Your goal ->
Transcribe the lawn care thread, keeping everything from "# How often" down to "rake pulled out.".

Document extract ->
#####

# How often should you weed & feed?



## Tom M

What are the rules here? Spring & Fall only? I have a bad mix of crabgrass, clovers, dandelions ect. I did some power raking with a steel rake then did the weed & feed. Timing was good with rain and everything. Killed the dandelions and some crabgrass. Wondering if I should hit it again or even throw some seed in arear that the rake pulled out.


----------



## overanalyze

Use Scott's! Early spring use the turf builder with Halts. Early and late summer use regular turf builder (if it's not to dry), then mid to late fall hit it with the winterizer. The best weed protection is a healthy lawn. Thick grass will actually snuff out weeds! Also when you cut your grass, try not to take more than a third of the height off at once. Do not bag. The tips of the grass have nitrogen in them which promotes a green lawn.


----------



## ohiohomedoctor

overanalyze said:


> Use Scott's! Early spring use the turf builder with Halts. Early and late summer use regular turf builder (if it's not to dry), then mid to late fall hit it with the winterizer. The best weed protection is a healthy lawn. Thick grass will actually snuff out weeds! Also when you cut your grass, try not to take more than a third of the height off at once. Do not bag. The tips of the grass have nitrogen in them which promotes a green lawn.

#####

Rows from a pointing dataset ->
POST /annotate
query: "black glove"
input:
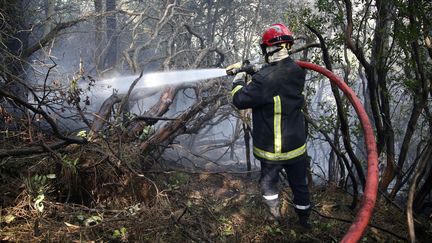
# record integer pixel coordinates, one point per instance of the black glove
(239, 79)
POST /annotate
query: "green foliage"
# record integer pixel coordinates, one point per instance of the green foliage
(147, 132)
(70, 163)
(226, 227)
(119, 233)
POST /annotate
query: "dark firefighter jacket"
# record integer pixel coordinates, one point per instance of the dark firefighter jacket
(275, 96)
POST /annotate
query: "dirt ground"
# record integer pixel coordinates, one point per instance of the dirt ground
(187, 207)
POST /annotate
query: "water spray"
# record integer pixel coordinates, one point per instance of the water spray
(160, 79)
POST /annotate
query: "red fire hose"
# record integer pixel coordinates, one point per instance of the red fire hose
(358, 227)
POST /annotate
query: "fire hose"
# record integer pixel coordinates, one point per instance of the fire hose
(361, 220)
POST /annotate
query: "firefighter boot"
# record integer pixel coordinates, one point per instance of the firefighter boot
(273, 207)
(303, 216)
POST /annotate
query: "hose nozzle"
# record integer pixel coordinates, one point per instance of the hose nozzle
(244, 66)
(233, 69)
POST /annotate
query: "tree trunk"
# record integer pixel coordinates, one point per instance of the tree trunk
(98, 35)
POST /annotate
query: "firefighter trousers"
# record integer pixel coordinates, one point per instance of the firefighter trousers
(296, 174)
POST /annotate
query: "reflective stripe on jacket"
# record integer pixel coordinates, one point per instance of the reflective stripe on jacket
(275, 96)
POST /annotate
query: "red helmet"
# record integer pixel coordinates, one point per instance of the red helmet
(276, 34)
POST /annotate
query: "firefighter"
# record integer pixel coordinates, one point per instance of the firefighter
(279, 133)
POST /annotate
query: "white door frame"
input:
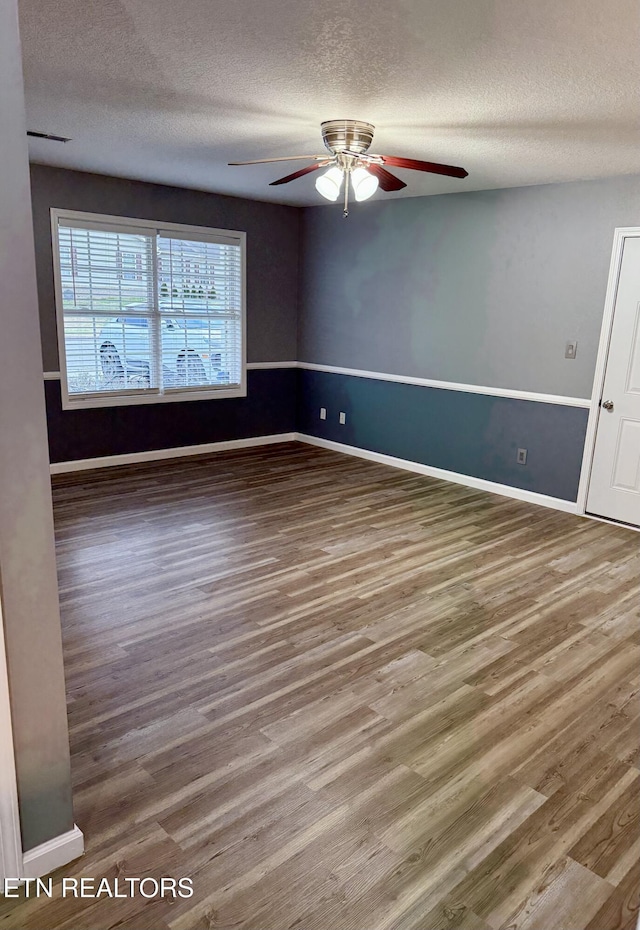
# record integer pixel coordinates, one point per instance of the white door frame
(620, 234)
(10, 835)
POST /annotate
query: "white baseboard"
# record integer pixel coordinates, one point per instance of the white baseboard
(430, 471)
(51, 855)
(108, 461)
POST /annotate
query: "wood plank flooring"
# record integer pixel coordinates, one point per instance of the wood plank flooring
(339, 696)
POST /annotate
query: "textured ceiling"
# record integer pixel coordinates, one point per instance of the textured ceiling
(516, 91)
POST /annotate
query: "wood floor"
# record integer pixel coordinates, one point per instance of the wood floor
(339, 696)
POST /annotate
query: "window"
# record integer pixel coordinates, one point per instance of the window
(134, 324)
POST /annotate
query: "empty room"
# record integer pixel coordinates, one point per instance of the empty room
(320, 465)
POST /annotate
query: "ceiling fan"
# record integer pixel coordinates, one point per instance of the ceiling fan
(348, 141)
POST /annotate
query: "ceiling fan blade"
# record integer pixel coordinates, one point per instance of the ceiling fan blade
(387, 181)
(431, 166)
(298, 174)
(264, 161)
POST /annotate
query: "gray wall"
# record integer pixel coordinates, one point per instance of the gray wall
(482, 288)
(27, 564)
(272, 247)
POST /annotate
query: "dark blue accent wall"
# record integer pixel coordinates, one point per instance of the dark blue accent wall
(472, 434)
(268, 408)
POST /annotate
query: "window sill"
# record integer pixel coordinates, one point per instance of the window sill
(89, 401)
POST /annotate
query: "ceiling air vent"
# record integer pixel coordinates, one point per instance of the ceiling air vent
(48, 136)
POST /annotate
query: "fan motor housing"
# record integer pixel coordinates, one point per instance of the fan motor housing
(351, 134)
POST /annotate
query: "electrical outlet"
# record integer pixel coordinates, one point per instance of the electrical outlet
(571, 349)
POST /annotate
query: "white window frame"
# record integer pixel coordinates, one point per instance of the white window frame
(124, 398)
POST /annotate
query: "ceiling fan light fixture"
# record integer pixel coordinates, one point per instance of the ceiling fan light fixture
(329, 183)
(364, 183)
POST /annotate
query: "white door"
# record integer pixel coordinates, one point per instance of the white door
(614, 487)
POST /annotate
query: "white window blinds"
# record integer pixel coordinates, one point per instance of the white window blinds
(149, 313)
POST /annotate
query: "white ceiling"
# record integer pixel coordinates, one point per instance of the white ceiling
(515, 91)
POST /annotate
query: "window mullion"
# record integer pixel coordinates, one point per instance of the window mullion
(155, 334)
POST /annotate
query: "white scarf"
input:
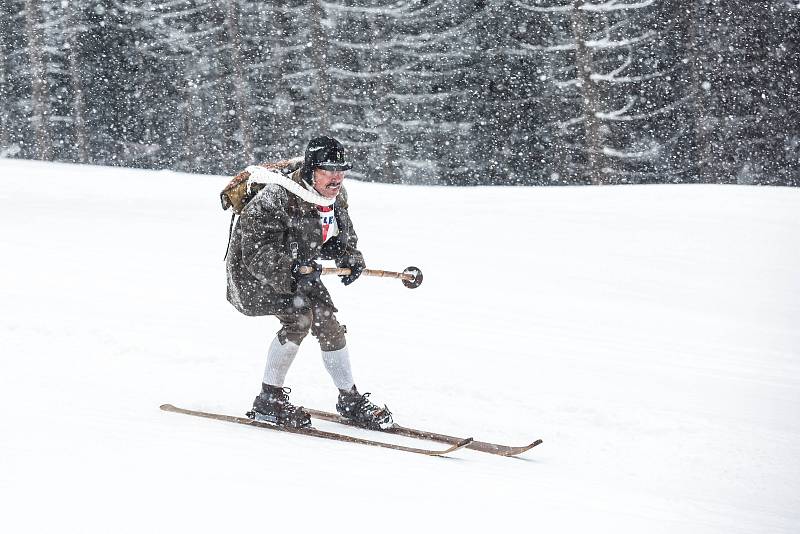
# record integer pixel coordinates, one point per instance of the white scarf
(266, 176)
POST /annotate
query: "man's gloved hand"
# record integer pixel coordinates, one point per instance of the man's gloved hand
(302, 282)
(356, 266)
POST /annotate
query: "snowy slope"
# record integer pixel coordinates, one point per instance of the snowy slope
(647, 334)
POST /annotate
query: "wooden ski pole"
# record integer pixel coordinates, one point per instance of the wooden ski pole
(411, 276)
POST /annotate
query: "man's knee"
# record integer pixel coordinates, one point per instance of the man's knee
(332, 337)
(295, 327)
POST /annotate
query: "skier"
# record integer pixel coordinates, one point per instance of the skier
(279, 236)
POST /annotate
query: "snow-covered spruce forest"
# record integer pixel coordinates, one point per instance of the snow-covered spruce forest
(420, 91)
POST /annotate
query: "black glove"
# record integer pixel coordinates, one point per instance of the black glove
(356, 266)
(305, 283)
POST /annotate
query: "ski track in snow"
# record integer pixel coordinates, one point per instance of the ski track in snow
(648, 334)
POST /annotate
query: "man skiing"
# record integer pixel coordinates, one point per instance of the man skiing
(293, 221)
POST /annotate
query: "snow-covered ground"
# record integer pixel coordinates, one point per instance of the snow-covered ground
(648, 334)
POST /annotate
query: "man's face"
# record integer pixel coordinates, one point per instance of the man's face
(328, 183)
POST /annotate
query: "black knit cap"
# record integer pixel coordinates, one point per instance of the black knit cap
(324, 153)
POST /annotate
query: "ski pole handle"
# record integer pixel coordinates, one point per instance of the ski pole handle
(411, 276)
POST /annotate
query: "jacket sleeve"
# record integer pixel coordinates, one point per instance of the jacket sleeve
(345, 249)
(263, 225)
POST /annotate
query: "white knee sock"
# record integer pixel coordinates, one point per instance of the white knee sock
(337, 362)
(279, 359)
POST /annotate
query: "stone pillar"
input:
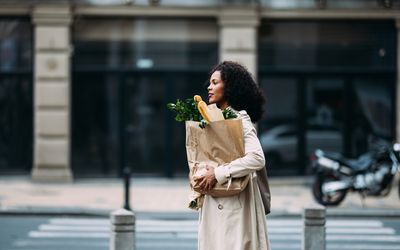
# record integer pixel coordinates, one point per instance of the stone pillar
(122, 230)
(314, 228)
(397, 108)
(238, 36)
(51, 93)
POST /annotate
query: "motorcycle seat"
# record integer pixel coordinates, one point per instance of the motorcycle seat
(359, 165)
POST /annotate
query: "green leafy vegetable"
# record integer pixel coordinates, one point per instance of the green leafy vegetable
(186, 110)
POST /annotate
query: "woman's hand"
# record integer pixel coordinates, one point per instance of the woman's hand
(208, 180)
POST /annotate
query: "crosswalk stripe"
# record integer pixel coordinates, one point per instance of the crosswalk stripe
(182, 234)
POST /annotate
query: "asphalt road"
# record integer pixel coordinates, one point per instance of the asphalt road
(164, 233)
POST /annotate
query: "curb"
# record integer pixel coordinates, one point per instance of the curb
(172, 215)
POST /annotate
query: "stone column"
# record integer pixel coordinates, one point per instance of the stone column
(238, 36)
(51, 90)
(397, 108)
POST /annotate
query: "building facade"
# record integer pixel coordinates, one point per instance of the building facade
(84, 84)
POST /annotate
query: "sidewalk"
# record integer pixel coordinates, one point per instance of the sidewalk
(160, 195)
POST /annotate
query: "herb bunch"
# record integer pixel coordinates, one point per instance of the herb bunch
(186, 110)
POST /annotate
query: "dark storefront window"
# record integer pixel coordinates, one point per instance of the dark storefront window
(329, 79)
(16, 103)
(124, 73)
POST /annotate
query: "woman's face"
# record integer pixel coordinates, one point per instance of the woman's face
(216, 90)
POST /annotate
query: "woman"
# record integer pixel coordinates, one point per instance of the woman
(236, 222)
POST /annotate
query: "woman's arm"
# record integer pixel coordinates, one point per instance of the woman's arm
(253, 159)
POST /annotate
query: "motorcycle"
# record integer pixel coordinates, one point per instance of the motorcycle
(372, 174)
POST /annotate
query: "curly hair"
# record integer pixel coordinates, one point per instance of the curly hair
(241, 91)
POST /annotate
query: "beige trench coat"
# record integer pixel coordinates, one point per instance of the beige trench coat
(236, 222)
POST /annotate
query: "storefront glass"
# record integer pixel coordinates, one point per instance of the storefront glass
(16, 102)
(329, 79)
(131, 69)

#####

Output for this task ->
# How often should you weed & feed?



## Tom M

What are the rules here? Spring & Fall only? I have a bad mix of crabgrass, clovers, dandelions ect. I did some power raking with a steel rake then did the weed & feed. Timing was good with rain and everything. Killed the dandelions and some crabgrass. Wondering if I should hit it again or even throw some seed in arear that the rake pulled out.